Supplied entries:

Start of Block

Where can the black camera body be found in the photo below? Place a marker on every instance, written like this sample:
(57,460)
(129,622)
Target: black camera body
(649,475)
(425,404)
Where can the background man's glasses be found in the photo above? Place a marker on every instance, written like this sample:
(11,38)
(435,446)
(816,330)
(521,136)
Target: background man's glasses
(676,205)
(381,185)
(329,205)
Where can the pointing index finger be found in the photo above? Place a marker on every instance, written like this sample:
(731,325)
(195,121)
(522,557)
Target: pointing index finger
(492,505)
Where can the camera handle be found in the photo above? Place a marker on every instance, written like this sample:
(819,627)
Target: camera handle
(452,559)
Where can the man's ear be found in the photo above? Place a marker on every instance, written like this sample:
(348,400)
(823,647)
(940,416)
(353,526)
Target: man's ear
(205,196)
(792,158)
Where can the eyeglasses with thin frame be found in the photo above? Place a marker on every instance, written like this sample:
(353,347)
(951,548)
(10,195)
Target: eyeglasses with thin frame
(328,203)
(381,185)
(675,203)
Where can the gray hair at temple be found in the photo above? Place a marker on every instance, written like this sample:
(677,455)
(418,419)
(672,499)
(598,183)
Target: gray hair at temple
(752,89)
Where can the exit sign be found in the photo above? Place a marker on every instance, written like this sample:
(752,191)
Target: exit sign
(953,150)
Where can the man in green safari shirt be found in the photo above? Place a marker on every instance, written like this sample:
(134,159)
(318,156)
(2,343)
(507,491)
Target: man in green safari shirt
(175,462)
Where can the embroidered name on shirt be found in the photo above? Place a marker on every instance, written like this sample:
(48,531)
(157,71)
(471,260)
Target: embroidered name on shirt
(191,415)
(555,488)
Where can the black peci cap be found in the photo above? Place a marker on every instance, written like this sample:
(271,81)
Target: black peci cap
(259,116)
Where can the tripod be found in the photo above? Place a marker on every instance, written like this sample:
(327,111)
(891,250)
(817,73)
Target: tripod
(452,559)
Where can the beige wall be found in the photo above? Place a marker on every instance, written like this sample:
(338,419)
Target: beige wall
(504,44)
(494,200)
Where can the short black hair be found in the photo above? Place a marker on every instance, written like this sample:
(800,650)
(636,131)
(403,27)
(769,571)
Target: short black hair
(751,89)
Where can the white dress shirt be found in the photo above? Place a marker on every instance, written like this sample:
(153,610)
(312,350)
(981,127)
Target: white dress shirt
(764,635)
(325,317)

End of Block

What to work on: Extract the full listing above without alteration.

The completed task:
Where can the black camera body be found in the photo below? Place a marker on every instance, written like this sample:
(57,460)
(129,622)
Target: black camera body
(649,475)
(425,404)
Where can the background man's glasses be found in the photo above? Place a marker on every instance, written like this sample:
(11,38)
(435,446)
(816,330)
(521,136)
Target: background man's glasses
(676,205)
(381,185)
(329,205)
Where can the pointing index finger be found in the photo above? Place a marker on every instance, written like this sample:
(731,325)
(195,121)
(522,557)
Target: pointing index finger
(492,505)
Where can the camera handle be found in the photo above? Place a marker on every instance, written like this sample:
(819,627)
Target: camera handle
(452,559)
Where can the man's ear be found in the photo above? Place a marker on every instance, written like this sample:
(348,400)
(823,647)
(940,416)
(353,526)
Target: man's ear
(205,196)
(792,158)
Where can the eyeglasses with thin frame be found in the photo above? Place a marker on every instance, written like this sample:
(353,347)
(951,548)
(10,195)
Target: eyeglasses with thin frame
(328,203)
(381,185)
(675,203)
Where can the gray hair at temple be found in the photo above? Place a marker on every instance, written like this sample:
(677,455)
(418,419)
(672,499)
(598,183)
Target: gray hair at temple
(752,89)
Where can the exit sign be found in the photo above? Place a marker on every instance, written like this sample:
(752,191)
Target: exit sign
(953,150)
Where can the man in green safari shirt be found in the photo above? Place a marker on every instance, written like this sample:
(134,159)
(318,156)
(2,343)
(507,491)
Target: man in green safari shirt
(175,462)
Where can the embroidered name on shirt be found in the photo above? Place a marker on every instance, written like this sample:
(48,531)
(157,71)
(471,260)
Target: embroidered name on shirt
(191,415)
(555,488)
Where can the black peci cap be found in the photo above? Place a marker on every instance, written like this sample:
(271,81)
Target: black peci cap
(259,116)
Where can the tripod be found in the photo above? Place a marker on every instance, written like this sample:
(327,111)
(891,250)
(817,73)
Target: tripod
(452,559)
Where can the beige wall be found in the photo above? Place a marker on every instance, written like this sample:
(338,419)
Target: beige wall
(504,44)
(494,200)
Where can the short black hair be found in the photo above? Place a marker on every instance, written like this sample:
(800,650)
(636,131)
(403,27)
(769,571)
Target: short black hair
(751,89)
Where can the white dress shirt be found in the photo above? Place a marker on every instance, written like this sample:
(153,610)
(312,350)
(981,127)
Target: white dress shirt
(764,635)
(325,317)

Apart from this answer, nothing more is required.